**Listed records**
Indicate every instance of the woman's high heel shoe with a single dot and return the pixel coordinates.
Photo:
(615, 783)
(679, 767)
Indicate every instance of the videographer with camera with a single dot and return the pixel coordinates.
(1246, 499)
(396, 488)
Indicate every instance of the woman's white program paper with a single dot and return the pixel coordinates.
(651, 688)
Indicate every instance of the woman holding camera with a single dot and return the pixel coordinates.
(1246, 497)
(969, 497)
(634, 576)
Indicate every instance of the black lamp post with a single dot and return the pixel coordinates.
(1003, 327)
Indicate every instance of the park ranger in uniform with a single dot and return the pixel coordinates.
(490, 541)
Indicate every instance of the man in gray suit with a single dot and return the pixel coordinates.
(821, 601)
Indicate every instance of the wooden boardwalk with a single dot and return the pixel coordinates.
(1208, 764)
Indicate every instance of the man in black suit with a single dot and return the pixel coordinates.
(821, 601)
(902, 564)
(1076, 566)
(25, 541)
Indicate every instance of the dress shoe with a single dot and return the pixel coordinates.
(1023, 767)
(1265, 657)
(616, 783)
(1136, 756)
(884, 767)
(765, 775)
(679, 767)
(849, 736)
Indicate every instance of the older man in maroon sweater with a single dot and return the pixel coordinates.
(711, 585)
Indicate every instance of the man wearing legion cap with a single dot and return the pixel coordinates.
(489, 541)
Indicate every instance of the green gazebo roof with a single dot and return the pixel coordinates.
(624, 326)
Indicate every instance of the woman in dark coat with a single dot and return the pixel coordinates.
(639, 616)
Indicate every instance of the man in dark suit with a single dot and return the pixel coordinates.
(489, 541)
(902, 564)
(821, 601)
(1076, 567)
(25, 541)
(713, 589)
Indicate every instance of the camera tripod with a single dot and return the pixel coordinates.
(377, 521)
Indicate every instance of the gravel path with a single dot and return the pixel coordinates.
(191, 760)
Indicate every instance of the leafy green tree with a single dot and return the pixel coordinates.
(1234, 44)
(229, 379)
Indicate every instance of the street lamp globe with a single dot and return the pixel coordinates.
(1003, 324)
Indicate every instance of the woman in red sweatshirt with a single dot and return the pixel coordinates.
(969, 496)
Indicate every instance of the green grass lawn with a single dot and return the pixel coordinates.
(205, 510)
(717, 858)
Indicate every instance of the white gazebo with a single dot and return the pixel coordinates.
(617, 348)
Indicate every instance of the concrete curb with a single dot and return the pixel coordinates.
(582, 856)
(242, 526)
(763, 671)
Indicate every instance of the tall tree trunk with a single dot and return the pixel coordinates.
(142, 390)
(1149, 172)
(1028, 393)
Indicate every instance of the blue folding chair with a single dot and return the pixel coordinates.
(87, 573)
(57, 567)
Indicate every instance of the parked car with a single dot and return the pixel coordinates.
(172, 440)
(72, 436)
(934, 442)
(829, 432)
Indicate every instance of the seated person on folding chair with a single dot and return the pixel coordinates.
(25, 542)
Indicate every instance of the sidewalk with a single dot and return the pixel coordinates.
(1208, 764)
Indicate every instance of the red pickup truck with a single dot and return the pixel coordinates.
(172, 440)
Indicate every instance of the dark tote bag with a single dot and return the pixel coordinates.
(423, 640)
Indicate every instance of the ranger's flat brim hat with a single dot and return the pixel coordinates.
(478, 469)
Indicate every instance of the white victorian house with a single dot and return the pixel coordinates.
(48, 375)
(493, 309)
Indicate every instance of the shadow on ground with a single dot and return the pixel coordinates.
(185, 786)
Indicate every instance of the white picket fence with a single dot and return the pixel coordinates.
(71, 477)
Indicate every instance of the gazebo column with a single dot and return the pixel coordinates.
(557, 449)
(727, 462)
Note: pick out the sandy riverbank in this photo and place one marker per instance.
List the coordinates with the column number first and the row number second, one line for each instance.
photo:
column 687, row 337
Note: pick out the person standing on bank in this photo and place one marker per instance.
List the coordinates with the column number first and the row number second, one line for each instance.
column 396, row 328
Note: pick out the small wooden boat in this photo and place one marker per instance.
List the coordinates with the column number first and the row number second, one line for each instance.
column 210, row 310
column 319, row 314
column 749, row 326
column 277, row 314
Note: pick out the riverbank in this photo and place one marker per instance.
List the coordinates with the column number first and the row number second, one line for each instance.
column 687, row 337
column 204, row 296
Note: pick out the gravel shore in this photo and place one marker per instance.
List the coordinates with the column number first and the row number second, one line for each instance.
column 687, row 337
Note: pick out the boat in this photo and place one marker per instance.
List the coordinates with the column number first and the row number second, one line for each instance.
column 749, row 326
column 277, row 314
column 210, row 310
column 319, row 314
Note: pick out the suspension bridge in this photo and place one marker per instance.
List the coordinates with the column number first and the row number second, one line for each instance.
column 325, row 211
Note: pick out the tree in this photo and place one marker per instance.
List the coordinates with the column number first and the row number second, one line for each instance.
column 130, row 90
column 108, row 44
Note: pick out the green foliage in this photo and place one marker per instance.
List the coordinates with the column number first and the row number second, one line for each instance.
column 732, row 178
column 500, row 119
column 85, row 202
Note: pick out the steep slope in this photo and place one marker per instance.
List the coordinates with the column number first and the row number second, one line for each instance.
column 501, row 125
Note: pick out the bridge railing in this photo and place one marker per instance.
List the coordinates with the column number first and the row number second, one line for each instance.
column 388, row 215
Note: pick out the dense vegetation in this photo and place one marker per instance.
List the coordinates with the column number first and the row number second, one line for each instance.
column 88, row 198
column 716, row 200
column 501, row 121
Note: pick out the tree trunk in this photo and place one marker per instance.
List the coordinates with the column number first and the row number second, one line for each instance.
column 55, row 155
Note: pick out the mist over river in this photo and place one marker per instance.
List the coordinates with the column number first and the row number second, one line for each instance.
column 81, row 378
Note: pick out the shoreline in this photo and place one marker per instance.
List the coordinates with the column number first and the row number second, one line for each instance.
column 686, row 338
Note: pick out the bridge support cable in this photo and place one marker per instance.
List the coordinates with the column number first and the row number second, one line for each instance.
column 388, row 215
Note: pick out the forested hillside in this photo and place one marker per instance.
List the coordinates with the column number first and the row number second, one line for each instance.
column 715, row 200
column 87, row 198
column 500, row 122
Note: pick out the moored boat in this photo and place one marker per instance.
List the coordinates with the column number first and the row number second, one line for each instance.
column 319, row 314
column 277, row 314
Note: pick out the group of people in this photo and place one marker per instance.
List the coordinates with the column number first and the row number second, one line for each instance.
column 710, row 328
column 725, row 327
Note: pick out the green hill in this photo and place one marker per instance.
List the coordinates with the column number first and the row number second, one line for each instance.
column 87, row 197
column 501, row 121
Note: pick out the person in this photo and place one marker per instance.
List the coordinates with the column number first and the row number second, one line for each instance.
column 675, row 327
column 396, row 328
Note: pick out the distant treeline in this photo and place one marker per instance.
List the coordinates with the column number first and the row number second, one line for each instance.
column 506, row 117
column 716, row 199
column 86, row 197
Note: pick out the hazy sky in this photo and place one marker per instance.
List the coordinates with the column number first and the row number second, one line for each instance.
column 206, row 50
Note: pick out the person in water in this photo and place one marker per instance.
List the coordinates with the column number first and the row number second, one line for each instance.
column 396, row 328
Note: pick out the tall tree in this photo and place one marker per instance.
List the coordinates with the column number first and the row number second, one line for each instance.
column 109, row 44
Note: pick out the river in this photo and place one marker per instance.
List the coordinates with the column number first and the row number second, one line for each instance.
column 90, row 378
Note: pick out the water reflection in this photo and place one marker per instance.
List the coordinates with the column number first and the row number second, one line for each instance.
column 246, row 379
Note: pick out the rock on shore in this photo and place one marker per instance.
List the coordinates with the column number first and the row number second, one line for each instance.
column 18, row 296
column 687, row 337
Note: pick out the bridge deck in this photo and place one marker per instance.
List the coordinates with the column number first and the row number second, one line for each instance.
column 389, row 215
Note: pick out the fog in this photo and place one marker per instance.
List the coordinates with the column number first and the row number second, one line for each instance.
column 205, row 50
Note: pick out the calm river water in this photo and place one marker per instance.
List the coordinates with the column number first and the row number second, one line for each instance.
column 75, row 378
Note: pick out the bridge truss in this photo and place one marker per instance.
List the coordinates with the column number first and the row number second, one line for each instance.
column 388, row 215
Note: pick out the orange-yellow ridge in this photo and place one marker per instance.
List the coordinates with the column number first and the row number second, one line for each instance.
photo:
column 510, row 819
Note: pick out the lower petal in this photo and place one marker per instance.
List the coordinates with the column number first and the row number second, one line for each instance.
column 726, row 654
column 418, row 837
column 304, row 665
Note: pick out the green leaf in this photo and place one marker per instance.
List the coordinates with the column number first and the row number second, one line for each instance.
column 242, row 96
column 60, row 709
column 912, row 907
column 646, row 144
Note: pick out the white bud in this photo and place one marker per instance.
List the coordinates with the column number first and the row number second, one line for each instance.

**Goal of the exercise**
Revise the listing from the line containing "Note: pick out the lower" through the end, inclusive, by changing "white bud" to "pink bud" and keeping everything else as it is. Return only those lines.

**Correct answer**
Note: pick out the lower petal in this photo and place one marker per instance.
List the coordinates with the column number first and the row number second, one line for each instance.
column 726, row 654
column 418, row 837
column 304, row 665
Note: pick out the green leaf in this photo and place one marker per instance.
List the coordinates with the column number first and the row number second, one line for each instance.
column 242, row 96
column 60, row 709
column 912, row 907
column 646, row 144
Note: pick out the pink bud in this photo and place one marker per instance.
List the coordinates with the column number first and the row number second, one line for each instance.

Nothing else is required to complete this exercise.